Depuis onze jours que dure le blocus de Kuruköy (nom turc), c’est-à-dire Xerabê Bawa, les spéculations vont bon train. Les forces spéciales de la gendarmerie ont encerclé le village, interdisant aux habitants de sortir de chez eux. Une délégation menée par le parti prokurde HDP s’est également vu refuser l’accès aux lieux. “Les photos qui circulent sur les réseaux sociaux sont passablement glaçantes”, s’inquiète l’éditorialiste du site d’informations T24. “On y voit des corps suppliciés et des hommes en tenue militaire qui posent devant eux en faisant le signe des loups gris [signe de ralliement de l’extrême droite turque].

Si les médias officiels observent pour le moment un prudent silence, les journaux et cercles politiques de l’opposition ont commencé à se saisir du sujet. Mercredi 22 février, un député du parti kémaliste CHP a porté la question devant le Parlement, rapporte le journal de la communauté arménienne Agos. “Combien de personnes ont perdu la vie à Kuruköy entre le 10 et le 20 février ? Est-il exact que des villageois figurent parmi les victimes ?” interroge-t-il.

__Données présentées__:
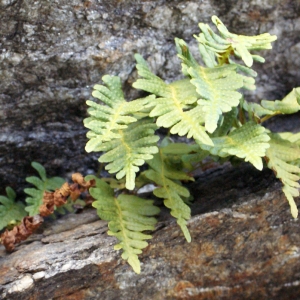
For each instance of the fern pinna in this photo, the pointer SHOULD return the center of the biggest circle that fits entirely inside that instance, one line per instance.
(206, 106)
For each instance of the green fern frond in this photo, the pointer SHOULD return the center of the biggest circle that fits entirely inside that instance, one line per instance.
(175, 106)
(41, 185)
(112, 114)
(10, 210)
(249, 142)
(170, 189)
(135, 145)
(216, 87)
(280, 157)
(127, 217)
(228, 42)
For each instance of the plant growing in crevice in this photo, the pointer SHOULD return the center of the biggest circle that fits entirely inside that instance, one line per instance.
(207, 106)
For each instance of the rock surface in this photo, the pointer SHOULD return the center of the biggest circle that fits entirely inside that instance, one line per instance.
(245, 245)
(53, 52)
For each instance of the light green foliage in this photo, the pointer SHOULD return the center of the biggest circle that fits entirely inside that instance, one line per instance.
(42, 184)
(167, 178)
(249, 141)
(107, 120)
(222, 46)
(10, 210)
(127, 217)
(206, 106)
(173, 107)
(136, 144)
(216, 87)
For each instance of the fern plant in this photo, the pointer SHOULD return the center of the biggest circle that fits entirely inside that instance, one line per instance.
(206, 106)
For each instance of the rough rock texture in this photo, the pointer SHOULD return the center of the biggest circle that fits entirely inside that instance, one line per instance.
(245, 245)
(53, 52)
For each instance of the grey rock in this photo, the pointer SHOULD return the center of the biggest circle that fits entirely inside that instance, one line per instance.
(245, 245)
(53, 52)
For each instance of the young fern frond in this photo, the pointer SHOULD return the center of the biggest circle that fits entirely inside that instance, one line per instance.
(249, 142)
(170, 189)
(280, 158)
(222, 46)
(127, 217)
(175, 105)
(217, 87)
(10, 210)
(41, 185)
(112, 115)
(137, 143)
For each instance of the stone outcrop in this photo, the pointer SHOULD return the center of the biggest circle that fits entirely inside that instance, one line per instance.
(53, 52)
(245, 245)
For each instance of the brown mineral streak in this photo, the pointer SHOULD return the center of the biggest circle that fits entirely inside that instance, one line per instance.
(50, 200)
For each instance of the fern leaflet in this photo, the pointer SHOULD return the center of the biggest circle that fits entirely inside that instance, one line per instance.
(171, 190)
(127, 217)
(241, 45)
(175, 106)
(136, 144)
(250, 142)
(216, 87)
(106, 120)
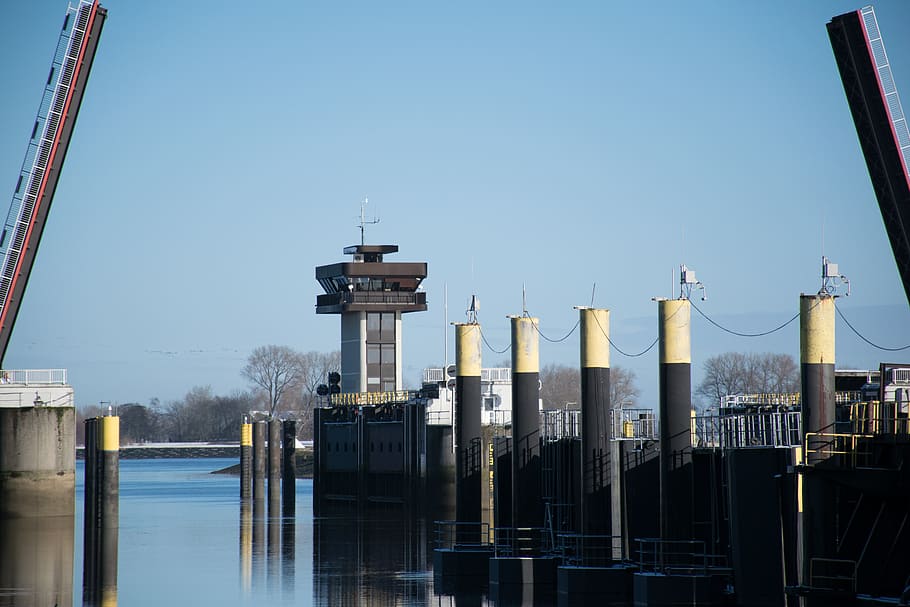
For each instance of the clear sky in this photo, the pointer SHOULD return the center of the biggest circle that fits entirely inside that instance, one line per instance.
(223, 149)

__Consignes de travail__:
(1) Répondez à ces questions d'après le texte sur le blocus de Kuruköy :
(a) Depuis combien de jours dure le blocus ?
(b) Qui s'est vu refuser l'accès aux lieux ?
(c) Quel jour un député du CHP a-t-il porté la question devant le Parlement ?
(2) Écrivez la suite du texte sur le blocus de Kuruköy, à partir de sa dernière phrase.

__Réponses attendues__:
(1)
(a) Onze jours.
(b) Une délégation menée par le parti prokurde HDP.
(c) Le mercredi 22 février.

(2)
 

Le Premier ministre Binali Yildirim s’est pour le moment gardé de répondre. La préfecture de Mardin, le chef-lieu de la région, a quant à elle fait savoir qu’une opération militaire était bel et bien en cours dans la bourgade. D’après les autorités, Xerabê Bawa compterait “un grand nombre de caches et de dépôts d’armes de l’organisation terroriste séparatiste du PKK. “Quatre terroristes armés ont été neutralisés à la suite des affrontements”, ajoute la préfecture, citée par Agos.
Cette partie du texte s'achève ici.